#### [Exercise instructions]
- a) From the passage on signal detection theory, quote word for word the part that opens with the words containing "Based on the" and closes with "of response bias.".
- b) Answer these questions using the passage on signal detection theory:
(i) What is a trial called when the stimulus is absent and the observer responds "Present"?
(ii) Which statistic does the passage call the measure of response bias?
(iii) In memory experiments, what are the new items on the test list called?
- c) Continue the passage on signal detection theory from the point where it stops.

#### [Quoted passage]
****************
To apply signal detection theory to a data set where stimuli were either present or absent, and the observer categorized each trial as having the stimulus present or absent, the trials are sorted into one of four categories:

|  | Respond "Absent" | Respond "Present" |
|---|---|---|
| Stimulus Present | Miss | Hit |
| Stimulus Absent | Correct Rejection | False Alarm |

Based on the proportions of these types of trials, numerical estimates of sensitivity can be obtained with statistics like the sensitivity index d and A', and response bias can be estimated with statistics like c and β. β is the measure of response bias.

Signal detection theory can also be applied to memory experiments, where items are presented on a study list for later testing. A test list is created by combining these 'old' items with novel, 'new' items that did not appear on the study list. On each test trial the subject will respond 'yes, this was on the study list' or 'no, this was not on the study list'. Items presented on the study list are called Targets, and new items are called Distractors. Saying 'Yes' to a target constitutes a Hit, while saying 'Yes' to a distractor constitutes a False Alarm.
****************
#### [Stored data]

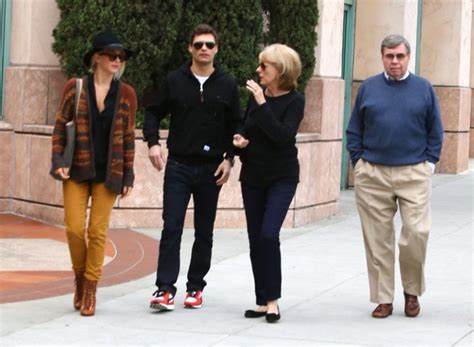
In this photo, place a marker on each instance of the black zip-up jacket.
(202, 125)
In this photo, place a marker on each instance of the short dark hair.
(393, 41)
(202, 29)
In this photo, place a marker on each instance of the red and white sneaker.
(193, 299)
(162, 301)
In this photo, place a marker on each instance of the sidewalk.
(325, 292)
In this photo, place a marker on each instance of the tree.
(149, 28)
****************
#### [Results by task]
- a)
Based on the proportions of these types of trials, numerical estimates of sensitivity can be obtained with statistics like the sensitivity index d and A', and response bias can be estimated with statistics like c and β. β is the measure of response bias.

- b)
(i) A False Alarm.
(ii) β.
(iii) Distractors.

- c)
|  | Respond "No" | Respond "Yes" |
|---|---|---|
| Target | Miss | Hit |
| Distractor | Correct Rejection | False Alarm |

== Applications ==

Signal Detection Theory has wide application, both in humans and animals. Topics include memory, stimulus characteristics of schedules of reinforcement, etc.

=== Sensitivity or discriminability ===

Conceptually, sensitivity refers to how hard or easy it is to detect that a target stimulus is present from background events. For example, in a recognition memory paradigm, having longer to study to-be-remembered words makes it easier to recognize previously seen or heard words. In contrast, having to remember 30 words rather than 5 makes the discrimination harder. One of the most commonly used statistics for computing sensitivity is the so-called sensitivity index or d. There are also non-parametric measures, such as the area under the ROC-curve.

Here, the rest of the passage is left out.